## Aim of the task
Below are entries to reproduce exactly, apart from their pictures.

(Data entries)

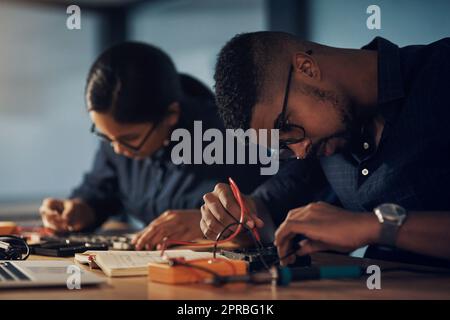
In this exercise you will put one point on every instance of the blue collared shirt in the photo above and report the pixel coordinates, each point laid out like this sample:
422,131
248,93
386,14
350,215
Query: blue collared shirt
144,189
411,165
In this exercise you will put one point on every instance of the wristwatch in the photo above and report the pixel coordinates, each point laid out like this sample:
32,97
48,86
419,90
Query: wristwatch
391,216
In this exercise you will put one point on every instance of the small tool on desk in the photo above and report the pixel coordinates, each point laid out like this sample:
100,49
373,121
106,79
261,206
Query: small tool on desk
283,276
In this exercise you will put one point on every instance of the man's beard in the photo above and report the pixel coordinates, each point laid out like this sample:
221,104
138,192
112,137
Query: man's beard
347,113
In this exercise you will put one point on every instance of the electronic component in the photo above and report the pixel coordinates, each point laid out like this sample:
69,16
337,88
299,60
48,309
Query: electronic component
257,257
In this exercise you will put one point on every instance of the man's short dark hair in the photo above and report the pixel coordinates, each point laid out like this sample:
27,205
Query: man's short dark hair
241,68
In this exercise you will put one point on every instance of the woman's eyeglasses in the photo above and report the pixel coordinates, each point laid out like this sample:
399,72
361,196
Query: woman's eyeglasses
134,149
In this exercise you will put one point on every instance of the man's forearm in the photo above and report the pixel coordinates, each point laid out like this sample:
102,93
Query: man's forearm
423,232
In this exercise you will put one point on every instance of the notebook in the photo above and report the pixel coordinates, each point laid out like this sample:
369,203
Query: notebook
134,263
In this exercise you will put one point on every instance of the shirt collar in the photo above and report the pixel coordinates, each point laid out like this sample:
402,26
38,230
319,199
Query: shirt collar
390,80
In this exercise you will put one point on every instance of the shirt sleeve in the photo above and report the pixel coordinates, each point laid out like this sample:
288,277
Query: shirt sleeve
296,184
99,188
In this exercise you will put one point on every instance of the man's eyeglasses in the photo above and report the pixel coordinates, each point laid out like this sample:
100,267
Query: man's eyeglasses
293,133
134,149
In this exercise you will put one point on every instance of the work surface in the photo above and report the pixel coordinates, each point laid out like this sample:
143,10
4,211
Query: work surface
394,285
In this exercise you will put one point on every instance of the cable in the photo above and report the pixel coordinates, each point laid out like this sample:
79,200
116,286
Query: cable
244,211
11,248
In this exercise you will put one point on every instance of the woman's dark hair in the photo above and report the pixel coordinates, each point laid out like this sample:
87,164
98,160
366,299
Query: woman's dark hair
135,82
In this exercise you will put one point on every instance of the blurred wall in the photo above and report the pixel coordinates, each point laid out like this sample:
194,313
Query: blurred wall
45,145
45,142
343,23
193,31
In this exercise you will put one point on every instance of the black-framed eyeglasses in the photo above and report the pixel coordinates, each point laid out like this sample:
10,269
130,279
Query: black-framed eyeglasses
134,149
297,133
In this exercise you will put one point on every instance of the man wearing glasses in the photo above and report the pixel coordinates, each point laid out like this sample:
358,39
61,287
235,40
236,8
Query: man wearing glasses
374,120
135,99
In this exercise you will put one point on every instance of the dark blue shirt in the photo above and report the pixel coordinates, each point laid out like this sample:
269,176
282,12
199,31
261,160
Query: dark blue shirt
411,165
144,189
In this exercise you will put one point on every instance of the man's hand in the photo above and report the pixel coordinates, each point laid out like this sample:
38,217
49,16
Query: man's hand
174,224
66,214
326,227
221,209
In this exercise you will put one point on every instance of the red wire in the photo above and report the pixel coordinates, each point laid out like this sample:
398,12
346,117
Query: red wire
244,211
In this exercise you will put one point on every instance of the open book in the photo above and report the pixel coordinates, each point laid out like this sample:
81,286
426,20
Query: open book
134,263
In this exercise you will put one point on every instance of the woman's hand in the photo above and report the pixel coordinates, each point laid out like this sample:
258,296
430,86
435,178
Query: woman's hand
175,224
66,214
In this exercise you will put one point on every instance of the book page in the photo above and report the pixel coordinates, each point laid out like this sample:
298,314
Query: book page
138,259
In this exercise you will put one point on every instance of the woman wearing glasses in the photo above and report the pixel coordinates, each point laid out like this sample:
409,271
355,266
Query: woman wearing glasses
135,99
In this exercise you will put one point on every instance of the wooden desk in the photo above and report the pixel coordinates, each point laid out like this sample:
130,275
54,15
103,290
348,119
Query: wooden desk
394,285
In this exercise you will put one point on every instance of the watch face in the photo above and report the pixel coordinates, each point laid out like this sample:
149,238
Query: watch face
392,212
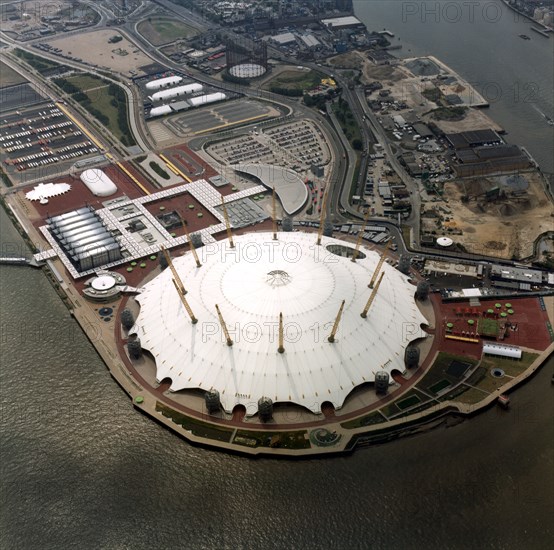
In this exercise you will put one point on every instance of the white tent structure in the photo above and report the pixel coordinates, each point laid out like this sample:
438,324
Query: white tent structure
98,182
252,284
170,93
289,186
43,191
163,82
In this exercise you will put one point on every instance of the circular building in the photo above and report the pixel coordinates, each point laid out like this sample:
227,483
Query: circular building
253,284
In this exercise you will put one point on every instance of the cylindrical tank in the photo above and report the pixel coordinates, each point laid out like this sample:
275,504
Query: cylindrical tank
213,402
265,409
381,381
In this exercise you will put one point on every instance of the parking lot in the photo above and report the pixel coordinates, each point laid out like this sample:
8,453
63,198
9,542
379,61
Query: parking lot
298,145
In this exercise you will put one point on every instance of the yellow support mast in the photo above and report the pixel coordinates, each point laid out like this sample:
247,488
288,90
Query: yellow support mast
281,348
193,319
380,264
224,326
173,270
192,247
336,325
274,216
227,224
372,297
360,235
322,217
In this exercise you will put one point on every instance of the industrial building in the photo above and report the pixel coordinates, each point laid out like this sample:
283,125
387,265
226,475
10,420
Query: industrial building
284,39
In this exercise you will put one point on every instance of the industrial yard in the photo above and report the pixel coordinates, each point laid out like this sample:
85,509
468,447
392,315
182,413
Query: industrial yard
505,225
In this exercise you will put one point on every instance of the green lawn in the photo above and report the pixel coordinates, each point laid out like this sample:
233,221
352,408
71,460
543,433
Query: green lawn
40,64
296,81
105,101
373,418
487,327
348,123
437,373
439,386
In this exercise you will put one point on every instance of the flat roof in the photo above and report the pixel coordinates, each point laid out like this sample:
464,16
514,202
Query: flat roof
289,186
252,284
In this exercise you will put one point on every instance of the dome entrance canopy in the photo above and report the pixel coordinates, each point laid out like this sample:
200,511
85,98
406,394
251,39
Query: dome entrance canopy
252,284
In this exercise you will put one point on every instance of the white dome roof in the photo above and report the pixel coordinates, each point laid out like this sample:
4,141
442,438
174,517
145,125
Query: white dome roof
252,284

## Answer for the task
In this exercise you will put one point on every instance of the blue collared shirt in the photo above and report the pixel coordinates, each point laid out like this sample:
422,131
248,93
386,14
350,215
Query: blue collared shirt
144,189
411,165
In this exercise you will put one point on every instance of the wristwatch in the photo above and report the pixel coordinates, each point laid out like this sample:
32,97
48,86
419,90
Query: wristwatch
391,216
In this exercise you will put one point on every instance of the small tool on desk in the photo above and report the pixel coordinates, each point laid out like this sample:
100,49
373,121
106,79
261,206
Query: small tool on desk
283,276
In this exercise you will put one point on every instance of the man's beard in the photo above and report the pixel coordinates, each point laid out like this sample:
221,104
138,192
112,137
Query: man's beard
347,113
In this exercise you will put one point on every instance of the electronic component in the photo above and report the pixel coordinates, each point laid out like this sample:
69,16
337,88
299,60
48,309
Query: electronic component
257,257
In this exercise you will put one point on every instance of the man's short dark hair in the photo above and report the pixel coordinates, each point laid out like this sample:
27,205
Query: man's short dark hair
241,68
In this exercise you will put one point on every instance of the woman's eyeglasses in the photo above and report the pixel coordinates, each point laid out like this sample:
399,72
361,196
Query: woman's eyeglasses
134,149
In this exercise you will put one point on every instance of the man's forearm in the photo above and report the pixel coordinates, each point laid out like this sample:
102,93
Query: man's forearm
423,232
In this exercise you will put one point on every instance of the notebook in the photo above and report the pixel coordinates, each point laid out like this sample:
369,203
Query: notebook
134,263
In this exercise you will put one point on every instance of the shirt collar in the photo above and report the pixel coordinates, each point laid out like this sample:
402,26
38,230
319,199
Query: shirt collar
390,80
In this exercise you will put one point on every instance of the shirt sleeve in the photo above and report the pixel coordinates, each point laid out like this sample:
288,277
Query: shirt sleeve
296,184
99,188
In this exercise you will put one point on every instance of the man's eyeglasses in the photo above and report the pixel coordinates, each point laid out like this sample:
100,267
Query: man's eyeglasses
293,133
134,149
In this exercise you will put one point on every instance of the work surface in the photo above and report the pixel coordinates, each point laid out like this sample:
143,10
4,211
Query: work surface
394,285
In this exercise you will put one point on every instance of the cable in the photo above and report the pixel coordinates, each point laid out like this sample:
79,200
116,286
Query: cable
244,211
11,248
In this exercise you will put one point on every instance of the woman's dark hair in the photo above and report the pixel coordinates, each point laid out like this sample:
87,164
98,160
366,299
Query: woman's dark hair
135,82
In this exercise you will put one point on every instance of the blurred wall in the photo above and report the pixel coordinates, each point laid out like this sample:
194,313
Query: blurred wall
45,145
45,142
343,23
193,31
In this exercise you will put one point on every instance of the black-framed eyeglasses in the photo above and report the pixel coordinates, each point laid out like this sample:
10,269
130,279
Query: black-framed eyeglasses
134,149
297,133
In this exercise you will put one point on every instance of the man wearing glasses in the photo above and report the pixel coordinates, each point laid out like this sample:
358,39
61,287
235,40
236,8
Query: man wearing glasses
374,120
135,99
In this exercise you will put one point on every instance of the dark blue shirt in the photo above and report the pixel coordinates, each point laid out like this sample:
269,176
282,12
199,31
261,160
Query: dark blue shirt
411,165
144,189
In this exercise you will put one point on every instance of the man's hand in the photo above and report the pixel coordinates, each point laid out like this sample:
38,217
49,16
Query: man's hand
174,224
66,214
326,227
221,209
In this exercise you will put one point on every instance of the red wire in the photo above and report the pixel coordinates, each point laid out like this sample:
398,12
346,117
Query: red wire
244,211
In this exercise you will put one point on every instance of the open book in the photo above and report the pixel coordinates, each point laid out like this sample:
81,286
426,20
Query: open book
134,263
In this exercise you will put one point on every instance of the woman's hand in the photo above and report the pixel coordinates, each point laid out like this sample:
258,296
430,86
435,178
Query: woman's hand
175,224
66,214
In this exercise you will put one point on every instance of the book page in the photo above and report the pixel coordinates, each point laid out like this sample:
298,314
Query: book page
138,259
In this exercise you will put one point on every instance of the woman wearing glasses in the photo above and report the pixel coordinates, each point laid out like this sample:
409,271
355,266
Query: woman wearing glasses
135,99
In this exercise you will put one point on every instance of the wooden desk in the photo above and report the pixel coordinates, each point laid out like this sample:
130,275
54,15
103,290
348,119
Query: wooden desk
394,285
In this exercise you will put one point on every instance of the watch face in the photo above and report the pixel coordinates, each point laid out like this sample:
149,238
Query: watch face
392,212
In this exercise you will put one point on every instance of the white tent structure in the photo above and report the pixel coordinates, each point laid out like this sample:
438,324
Query: white tent structure
98,182
252,284
170,93
289,186
43,191
163,82
In this exercise you will put one point on every instance of the circular building in the photo above and report the pixel coordinates, each point laid out like this sample:
227,483
Query: circular building
253,284
In this exercise you will put one point on every instance of the cylindrical tank in the photo above and report the pixel coordinates, each point laid out like this sample:
275,504
Query: cylindrical tank
213,402
265,409
381,381
In this exercise you will put one point on every instance of the parking lot in the photo above and report the pixel coordinates, each point laid out like this sample:
8,453
63,198
9,542
379,61
Query: parking lot
298,145
In this exercise you will put one point on every instance of the yellow support mast in the photo above and report the pixel coordinates, each point laid out like this sample:
247,488
288,90
Query: yellow support mast
281,348
193,319
380,264
224,326
173,270
192,247
336,325
274,216
227,224
372,297
360,235
322,217
In this exercise you will put one point on every instance of the industrial building in the photo above and report the pixel coordinates, each point laid out like this sample:
283,125
387,265
226,475
10,420
Query: industrial building
284,39
In this exercise you will put one point on every instance of the industrial yard in the photo above and report the pixel coordinates, each point laid out like this sample:
85,509
468,447
392,315
182,413
Query: industrial yard
505,225
In this exercise you will put one point on every instance of the green lawn in the photo above and report the pixel coordinates, each point laid out like this sample:
233,221
352,408
71,460
543,433
Query: green lawn
40,64
296,81
105,101
373,418
487,327
348,123
437,373
439,386
In this exercise you will put one point on every instance of the flat roof in the photo above and report the pixel coordinates, each point laid out like this sample:
464,16
514,202
Query: flat roof
289,186
252,284
In this exercise you will put one point on every instance of the dome entrance canopy in the photo above and report the pixel coordinates, each point laid out like this sample:
200,511
85,98
406,394
251,39
Query: dome entrance canopy
252,284
In this exercise you will put one point on every instance of the white dome roof in the photo above and report the pixel coordinates, each point laid out like this sample:
4,141
442,438
174,517
145,125
Query: white dome roof
252,284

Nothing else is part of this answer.